-- Given text follows --

I have only been on the Forum since late 2012 (I think you joined the same year, Tom) but I don't feel myself qualified to comment on the reasons for the decline of membership or lack of posting...I'll leave that up to the guys that have been around forever. I can tell you that I'm on the Forum almost every day and I see more and more junk being posted...games, jokes, cartoons, word games, etc. The controversial topics are top of my list for not participating. Long threads covering nothing but opinion are right up there also. Some, I'm sure, have dropped below the radar because of the CNC posts (BTW, I don't agree with that). I have joined other forums and even as a member, I generally lurk until something comes up...that doesn't make me a bad member or it a bad forum...I'm still learning...

I respond mostly to those posts that ask questions that I can answer, welcoming new members and helping to troubleshoot when I can. Having said that, if a question has already been answered I typically don't post anything more in that thread unless it's additive. I assume other members feel the same way...if it's answered, what else is there to add...?

-- Given text concluded --

▶ What is required
Please answer these questions from the forum post:
(a) Since when has the writer been on the Forum?
(b) What is at the top of the writer's list for not participating?
(c) When does the writer post more in a thread where a question has already been answered?
The lines that come next are not needed.

-- Dataset follows --

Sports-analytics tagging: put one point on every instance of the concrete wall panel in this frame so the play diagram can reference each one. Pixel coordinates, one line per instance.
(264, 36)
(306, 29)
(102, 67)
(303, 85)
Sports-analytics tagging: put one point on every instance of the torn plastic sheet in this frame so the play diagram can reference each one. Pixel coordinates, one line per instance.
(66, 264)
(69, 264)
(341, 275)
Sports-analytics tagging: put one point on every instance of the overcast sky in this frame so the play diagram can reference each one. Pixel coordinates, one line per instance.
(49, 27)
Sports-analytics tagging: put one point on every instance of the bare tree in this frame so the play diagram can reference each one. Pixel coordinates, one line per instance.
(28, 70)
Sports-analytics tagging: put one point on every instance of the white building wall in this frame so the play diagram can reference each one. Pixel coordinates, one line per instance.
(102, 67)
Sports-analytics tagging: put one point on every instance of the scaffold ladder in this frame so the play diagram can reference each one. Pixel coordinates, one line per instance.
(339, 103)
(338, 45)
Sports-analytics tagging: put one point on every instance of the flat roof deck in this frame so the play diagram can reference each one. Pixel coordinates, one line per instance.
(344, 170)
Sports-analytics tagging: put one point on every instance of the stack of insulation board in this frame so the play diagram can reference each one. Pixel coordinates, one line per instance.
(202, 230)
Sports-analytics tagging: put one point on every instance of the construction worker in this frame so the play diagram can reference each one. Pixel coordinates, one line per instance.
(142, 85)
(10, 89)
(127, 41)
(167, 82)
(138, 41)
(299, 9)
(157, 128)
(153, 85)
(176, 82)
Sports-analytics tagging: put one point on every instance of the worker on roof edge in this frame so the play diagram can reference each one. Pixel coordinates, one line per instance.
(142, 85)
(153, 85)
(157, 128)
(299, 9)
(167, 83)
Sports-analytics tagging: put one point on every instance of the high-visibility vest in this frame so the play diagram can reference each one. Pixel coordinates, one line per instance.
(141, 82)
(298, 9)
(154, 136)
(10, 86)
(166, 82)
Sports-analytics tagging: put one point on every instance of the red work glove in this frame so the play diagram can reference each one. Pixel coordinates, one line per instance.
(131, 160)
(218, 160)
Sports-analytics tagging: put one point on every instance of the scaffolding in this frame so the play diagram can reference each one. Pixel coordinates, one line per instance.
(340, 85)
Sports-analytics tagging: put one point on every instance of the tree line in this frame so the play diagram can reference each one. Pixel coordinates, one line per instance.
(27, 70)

-- Dataset concluded --

▶ Response
(a) Since late 2012.
(b) Controversial topics.
(c) Only when it's additive.